Set problem →
Output the lines below as a JSON list of strings, one string per line, with blank lines omitted.

Point annotation records →
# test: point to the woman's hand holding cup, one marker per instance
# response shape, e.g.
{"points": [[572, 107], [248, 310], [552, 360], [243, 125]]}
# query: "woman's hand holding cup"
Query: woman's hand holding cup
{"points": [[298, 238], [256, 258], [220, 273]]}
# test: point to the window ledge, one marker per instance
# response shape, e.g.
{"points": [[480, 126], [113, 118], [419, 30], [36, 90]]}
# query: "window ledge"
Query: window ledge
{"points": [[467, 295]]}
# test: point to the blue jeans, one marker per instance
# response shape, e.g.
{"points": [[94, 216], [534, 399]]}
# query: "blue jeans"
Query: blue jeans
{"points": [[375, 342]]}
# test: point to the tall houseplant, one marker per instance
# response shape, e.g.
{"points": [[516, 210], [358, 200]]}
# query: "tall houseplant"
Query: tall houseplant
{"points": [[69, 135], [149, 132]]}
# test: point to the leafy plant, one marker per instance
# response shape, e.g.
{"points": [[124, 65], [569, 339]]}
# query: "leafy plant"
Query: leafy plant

Written solution →
[
  "# test: point to the woman's hand holding cup, one marker per instance",
  "# response shape, e.g.",
  "{\"points\": [[572, 107], [248, 310], [552, 360], [243, 125]]}",
  "# query: \"woman's hand holding cup\"",
  "Query: woman's hand holding cup",
  "{\"points\": [[298, 238], [256, 258], [220, 273]]}",
  "# test: point to the window ledge, one marker per instance",
  "# response shape, e.g.",
  "{\"points\": [[480, 126], [113, 118], [419, 30], [36, 90]]}",
  "# query: \"window ledge\"",
  "Query: window ledge",
  "{\"points\": [[467, 295]]}",
  "# test: point to the blue jeans, one marker per instance",
  "# response shape, e.g.",
  "{\"points\": [[94, 216], [534, 399]]}",
  "# query: \"blue jeans\"",
  "Query: blue jeans",
  "{\"points\": [[375, 342]]}",
  "# test: point to the tall houseplant, one marker per instance",
  "# response shape, e.g.",
  "{\"points\": [[516, 210], [358, 200]]}",
  "# query: \"tall houseplant\"",
  "Query: tall houseplant",
  "{\"points\": [[69, 135], [149, 132]]}",
  "# test: point to the leafy plant, one marker per instance",
  "# response shape, e.g.",
  "{\"points\": [[124, 65], [569, 339]]}",
  "# query: \"leafy plant\"",
  "Query: leafy plant"
]